How to complete this task — In the data below, find each line that contains the word "blurred" and copy it.

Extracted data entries
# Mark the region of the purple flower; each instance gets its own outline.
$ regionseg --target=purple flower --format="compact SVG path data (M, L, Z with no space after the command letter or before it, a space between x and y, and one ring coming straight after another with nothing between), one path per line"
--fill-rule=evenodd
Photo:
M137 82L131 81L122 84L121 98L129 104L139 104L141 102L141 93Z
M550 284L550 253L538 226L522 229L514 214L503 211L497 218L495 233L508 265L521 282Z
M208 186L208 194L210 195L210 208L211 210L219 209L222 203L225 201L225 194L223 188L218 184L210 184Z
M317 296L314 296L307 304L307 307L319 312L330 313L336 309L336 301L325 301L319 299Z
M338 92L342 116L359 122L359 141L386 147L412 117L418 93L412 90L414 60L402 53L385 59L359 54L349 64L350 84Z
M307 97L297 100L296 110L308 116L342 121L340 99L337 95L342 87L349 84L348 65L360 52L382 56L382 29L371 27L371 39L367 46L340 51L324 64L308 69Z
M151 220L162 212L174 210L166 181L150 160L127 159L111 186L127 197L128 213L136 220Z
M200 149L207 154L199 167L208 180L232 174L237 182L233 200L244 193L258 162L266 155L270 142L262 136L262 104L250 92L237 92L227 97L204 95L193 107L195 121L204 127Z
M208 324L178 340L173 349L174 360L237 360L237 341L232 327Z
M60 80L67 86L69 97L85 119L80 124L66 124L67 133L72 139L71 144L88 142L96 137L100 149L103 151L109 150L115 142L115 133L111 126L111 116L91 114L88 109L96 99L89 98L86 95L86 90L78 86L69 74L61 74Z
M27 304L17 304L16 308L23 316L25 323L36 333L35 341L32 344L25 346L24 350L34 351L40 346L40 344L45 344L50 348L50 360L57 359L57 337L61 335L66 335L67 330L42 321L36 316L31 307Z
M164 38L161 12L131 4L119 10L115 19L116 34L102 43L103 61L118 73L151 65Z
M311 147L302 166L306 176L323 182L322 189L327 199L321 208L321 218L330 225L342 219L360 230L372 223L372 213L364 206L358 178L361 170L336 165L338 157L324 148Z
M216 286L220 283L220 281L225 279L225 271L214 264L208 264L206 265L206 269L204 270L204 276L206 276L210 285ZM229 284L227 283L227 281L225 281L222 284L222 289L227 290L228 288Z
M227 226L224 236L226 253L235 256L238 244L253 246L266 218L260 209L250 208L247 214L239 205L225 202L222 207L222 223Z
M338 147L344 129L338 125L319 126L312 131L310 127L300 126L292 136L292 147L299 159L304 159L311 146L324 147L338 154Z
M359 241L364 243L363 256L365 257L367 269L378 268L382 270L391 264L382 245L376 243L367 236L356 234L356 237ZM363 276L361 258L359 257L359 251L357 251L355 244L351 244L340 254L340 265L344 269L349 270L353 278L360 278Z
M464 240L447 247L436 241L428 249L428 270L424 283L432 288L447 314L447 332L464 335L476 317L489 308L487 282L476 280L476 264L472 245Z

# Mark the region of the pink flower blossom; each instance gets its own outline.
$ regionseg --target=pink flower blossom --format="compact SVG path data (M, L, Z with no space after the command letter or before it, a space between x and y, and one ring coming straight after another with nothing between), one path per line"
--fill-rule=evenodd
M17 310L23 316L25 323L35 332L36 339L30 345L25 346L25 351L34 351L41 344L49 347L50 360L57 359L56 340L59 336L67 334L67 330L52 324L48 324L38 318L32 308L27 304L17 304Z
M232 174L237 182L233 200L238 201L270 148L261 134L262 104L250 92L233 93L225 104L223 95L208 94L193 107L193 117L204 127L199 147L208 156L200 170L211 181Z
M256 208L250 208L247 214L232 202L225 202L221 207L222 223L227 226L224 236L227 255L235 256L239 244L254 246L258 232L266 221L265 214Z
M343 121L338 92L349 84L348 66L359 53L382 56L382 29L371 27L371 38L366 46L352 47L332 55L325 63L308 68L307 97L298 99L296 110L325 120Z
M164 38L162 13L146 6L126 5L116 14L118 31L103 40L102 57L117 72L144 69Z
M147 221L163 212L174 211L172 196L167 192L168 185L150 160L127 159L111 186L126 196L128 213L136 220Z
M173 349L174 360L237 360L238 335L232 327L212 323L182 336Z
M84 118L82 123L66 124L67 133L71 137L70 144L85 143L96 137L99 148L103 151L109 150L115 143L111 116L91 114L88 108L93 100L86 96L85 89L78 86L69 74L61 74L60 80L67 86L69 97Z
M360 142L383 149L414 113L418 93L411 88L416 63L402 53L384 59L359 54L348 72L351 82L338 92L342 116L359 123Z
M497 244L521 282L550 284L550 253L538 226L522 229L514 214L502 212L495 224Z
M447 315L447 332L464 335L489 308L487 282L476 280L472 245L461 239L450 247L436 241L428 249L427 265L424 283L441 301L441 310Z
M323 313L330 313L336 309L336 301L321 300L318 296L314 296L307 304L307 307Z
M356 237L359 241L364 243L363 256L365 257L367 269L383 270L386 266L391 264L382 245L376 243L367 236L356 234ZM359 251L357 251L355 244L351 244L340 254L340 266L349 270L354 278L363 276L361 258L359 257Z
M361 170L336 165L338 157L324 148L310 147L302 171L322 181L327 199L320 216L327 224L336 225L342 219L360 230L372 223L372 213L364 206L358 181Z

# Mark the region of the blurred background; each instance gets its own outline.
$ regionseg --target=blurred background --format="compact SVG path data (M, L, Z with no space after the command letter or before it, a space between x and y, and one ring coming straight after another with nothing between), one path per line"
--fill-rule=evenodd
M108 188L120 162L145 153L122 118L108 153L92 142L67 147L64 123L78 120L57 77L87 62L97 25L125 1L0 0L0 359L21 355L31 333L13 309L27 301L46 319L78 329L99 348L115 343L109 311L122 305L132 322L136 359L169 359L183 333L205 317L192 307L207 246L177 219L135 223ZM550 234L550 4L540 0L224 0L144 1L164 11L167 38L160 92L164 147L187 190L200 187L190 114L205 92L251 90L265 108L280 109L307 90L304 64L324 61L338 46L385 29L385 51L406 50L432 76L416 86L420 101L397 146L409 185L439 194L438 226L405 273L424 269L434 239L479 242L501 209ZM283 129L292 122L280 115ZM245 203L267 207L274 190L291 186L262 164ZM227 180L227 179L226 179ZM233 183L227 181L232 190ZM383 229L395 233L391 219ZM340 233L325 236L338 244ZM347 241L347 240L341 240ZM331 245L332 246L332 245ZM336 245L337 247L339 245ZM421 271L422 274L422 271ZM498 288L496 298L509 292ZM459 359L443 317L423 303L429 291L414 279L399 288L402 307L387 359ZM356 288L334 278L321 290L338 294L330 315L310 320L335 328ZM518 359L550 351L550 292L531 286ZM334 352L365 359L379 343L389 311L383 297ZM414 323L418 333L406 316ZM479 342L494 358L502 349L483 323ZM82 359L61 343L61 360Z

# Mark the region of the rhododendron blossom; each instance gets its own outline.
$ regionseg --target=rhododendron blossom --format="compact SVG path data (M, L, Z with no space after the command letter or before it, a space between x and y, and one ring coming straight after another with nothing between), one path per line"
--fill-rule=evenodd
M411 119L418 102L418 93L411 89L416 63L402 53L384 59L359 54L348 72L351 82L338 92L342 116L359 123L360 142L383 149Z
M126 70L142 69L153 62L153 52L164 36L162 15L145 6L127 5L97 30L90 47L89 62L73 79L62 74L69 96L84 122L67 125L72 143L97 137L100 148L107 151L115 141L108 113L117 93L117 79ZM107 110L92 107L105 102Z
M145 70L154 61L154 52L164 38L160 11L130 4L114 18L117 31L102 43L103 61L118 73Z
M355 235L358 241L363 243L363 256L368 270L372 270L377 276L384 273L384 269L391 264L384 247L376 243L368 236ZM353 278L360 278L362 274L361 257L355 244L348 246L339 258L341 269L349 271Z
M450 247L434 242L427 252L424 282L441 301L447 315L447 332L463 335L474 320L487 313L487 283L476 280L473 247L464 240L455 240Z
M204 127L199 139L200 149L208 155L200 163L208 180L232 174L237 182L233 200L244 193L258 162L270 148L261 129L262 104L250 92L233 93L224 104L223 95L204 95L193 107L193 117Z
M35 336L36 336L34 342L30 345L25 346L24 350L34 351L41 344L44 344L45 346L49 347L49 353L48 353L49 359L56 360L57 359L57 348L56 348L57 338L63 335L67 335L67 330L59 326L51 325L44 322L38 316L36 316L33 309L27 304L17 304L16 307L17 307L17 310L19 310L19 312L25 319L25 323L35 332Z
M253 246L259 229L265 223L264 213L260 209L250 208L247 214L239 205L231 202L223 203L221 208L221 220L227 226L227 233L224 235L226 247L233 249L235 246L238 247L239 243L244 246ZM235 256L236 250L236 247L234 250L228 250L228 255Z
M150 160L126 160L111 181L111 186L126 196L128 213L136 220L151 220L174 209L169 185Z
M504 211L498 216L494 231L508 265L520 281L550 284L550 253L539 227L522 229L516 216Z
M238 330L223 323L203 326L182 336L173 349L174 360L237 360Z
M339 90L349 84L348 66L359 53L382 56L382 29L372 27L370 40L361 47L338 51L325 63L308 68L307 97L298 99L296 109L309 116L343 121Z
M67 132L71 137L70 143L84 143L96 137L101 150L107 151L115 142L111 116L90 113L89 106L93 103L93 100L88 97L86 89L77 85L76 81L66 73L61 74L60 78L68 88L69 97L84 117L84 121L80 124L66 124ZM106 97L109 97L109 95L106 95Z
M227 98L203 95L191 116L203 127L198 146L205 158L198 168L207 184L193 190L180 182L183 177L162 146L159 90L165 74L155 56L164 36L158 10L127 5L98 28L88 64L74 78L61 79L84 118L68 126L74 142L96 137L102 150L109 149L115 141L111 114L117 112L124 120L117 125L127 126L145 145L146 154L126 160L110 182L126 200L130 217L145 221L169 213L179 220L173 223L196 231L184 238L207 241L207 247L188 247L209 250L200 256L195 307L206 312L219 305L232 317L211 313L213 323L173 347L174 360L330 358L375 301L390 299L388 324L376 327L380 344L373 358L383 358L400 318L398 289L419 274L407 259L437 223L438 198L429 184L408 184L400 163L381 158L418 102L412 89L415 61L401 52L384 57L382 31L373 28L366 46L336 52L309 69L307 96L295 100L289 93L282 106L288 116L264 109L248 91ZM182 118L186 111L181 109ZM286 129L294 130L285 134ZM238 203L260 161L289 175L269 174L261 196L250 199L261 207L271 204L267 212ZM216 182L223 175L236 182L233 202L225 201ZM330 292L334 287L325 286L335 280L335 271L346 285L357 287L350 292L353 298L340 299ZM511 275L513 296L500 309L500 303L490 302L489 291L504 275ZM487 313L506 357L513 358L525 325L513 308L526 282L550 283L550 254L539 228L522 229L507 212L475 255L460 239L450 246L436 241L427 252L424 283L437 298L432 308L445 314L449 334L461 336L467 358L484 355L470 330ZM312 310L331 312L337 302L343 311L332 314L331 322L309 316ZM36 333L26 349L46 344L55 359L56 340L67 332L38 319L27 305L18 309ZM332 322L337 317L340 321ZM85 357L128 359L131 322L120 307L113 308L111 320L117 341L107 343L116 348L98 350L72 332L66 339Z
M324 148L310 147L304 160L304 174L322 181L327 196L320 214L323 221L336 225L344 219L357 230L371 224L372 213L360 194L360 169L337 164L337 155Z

Answer to this problem —
# Mark the region of the blurred background; each instance gets its own outline.
$ regionseg --target=blurred background --format="compact SVG path data (M, L, Z with no space after the command letter or before it, a space between x and y, and one ring coming straight after another with nothing between), one path per line"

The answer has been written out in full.